[Items from a data source]
::::::::
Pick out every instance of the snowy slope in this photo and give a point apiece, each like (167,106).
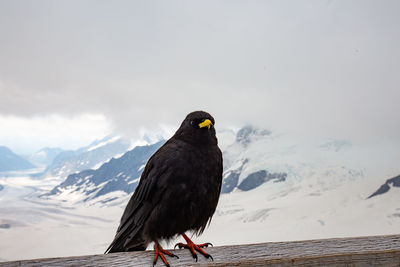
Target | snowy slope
(324,194)
(9,161)
(44,156)
(114,178)
(90,157)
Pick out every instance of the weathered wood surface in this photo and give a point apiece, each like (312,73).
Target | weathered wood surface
(361,251)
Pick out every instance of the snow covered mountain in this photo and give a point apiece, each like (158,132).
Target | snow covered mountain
(90,157)
(276,187)
(113,177)
(44,156)
(393,182)
(254,157)
(9,161)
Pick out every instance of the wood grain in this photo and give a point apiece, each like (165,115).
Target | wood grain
(360,251)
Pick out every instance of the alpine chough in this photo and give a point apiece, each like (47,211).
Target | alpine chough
(178,191)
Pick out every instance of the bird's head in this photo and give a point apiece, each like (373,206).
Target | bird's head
(198,129)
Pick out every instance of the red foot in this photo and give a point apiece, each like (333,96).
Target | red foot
(159,251)
(193,247)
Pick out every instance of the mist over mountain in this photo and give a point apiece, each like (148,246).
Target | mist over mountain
(89,157)
(392,182)
(9,161)
(44,156)
(252,157)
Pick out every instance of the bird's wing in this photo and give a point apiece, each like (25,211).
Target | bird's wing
(142,201)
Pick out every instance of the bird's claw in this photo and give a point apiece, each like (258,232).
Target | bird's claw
(193,248)
(159,252)
(205,245)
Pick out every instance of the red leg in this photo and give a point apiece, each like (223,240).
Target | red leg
(159,251)
(193,247)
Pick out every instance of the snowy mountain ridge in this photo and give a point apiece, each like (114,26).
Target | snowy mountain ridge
(90,157)
(255,157)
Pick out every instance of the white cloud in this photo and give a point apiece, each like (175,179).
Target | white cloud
(315,67)
(27,135)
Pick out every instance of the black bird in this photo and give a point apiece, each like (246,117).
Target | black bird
(178,191)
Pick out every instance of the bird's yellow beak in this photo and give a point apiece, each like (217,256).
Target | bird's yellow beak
(206,123)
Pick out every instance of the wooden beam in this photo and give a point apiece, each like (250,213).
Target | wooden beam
(360,251)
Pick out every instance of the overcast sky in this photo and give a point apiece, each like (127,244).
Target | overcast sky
(317,68)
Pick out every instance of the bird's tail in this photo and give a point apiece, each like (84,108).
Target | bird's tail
(119,245)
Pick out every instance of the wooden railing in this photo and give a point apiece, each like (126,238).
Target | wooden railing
(360,251)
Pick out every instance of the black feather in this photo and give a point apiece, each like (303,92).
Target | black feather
(178,190)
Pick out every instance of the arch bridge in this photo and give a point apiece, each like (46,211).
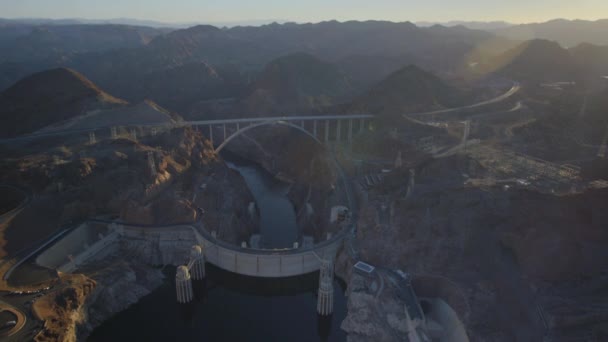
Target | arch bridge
(323,129)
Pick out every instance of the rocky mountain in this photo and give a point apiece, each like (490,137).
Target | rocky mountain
(409,89)
(298,82)
(593,58)
(50,97)
(250,48)
(536,61)
(473,25)
(567,32)
(55,43)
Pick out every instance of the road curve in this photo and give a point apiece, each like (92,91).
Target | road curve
(514,90)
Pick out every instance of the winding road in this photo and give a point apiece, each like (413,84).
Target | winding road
(514,90)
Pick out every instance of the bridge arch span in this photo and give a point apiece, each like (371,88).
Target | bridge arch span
(265,123)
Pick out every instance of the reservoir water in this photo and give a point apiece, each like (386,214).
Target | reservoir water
(232,307)
(278,226)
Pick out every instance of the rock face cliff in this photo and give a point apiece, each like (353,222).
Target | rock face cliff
(481,248)
(120,284)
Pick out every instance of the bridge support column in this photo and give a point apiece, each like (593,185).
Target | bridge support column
(325,301)
(152,164)
(411,183)
(198,263)
(183,285)
(338,131)
(467,131)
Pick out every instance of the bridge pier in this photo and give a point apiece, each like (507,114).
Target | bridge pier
(325,300)
(197,259)
(152,164)
(338,131)
(411,183)
(183,285)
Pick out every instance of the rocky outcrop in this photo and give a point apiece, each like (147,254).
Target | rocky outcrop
(119,285)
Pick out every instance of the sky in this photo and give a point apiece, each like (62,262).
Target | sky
(182,11)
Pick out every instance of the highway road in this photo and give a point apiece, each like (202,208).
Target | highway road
(514,90)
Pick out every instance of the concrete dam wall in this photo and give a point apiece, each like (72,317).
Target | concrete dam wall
(171,246)
(83,244)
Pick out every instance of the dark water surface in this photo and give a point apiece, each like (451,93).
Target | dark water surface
(278,225)
(233,308)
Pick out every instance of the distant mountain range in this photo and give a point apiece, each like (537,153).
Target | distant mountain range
(542,60)
(65,99)
(298,82)
(291,67)
(568,33)
(409,89)
(474,25)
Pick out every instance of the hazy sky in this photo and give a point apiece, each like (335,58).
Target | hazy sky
(307,10)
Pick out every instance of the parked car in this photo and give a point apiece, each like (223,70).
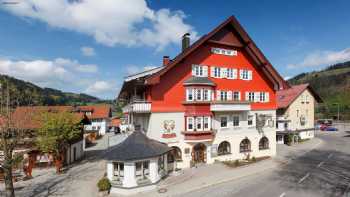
::::::::
State how many lines in the items above contain the string "wooden". Reply with the number alone.

4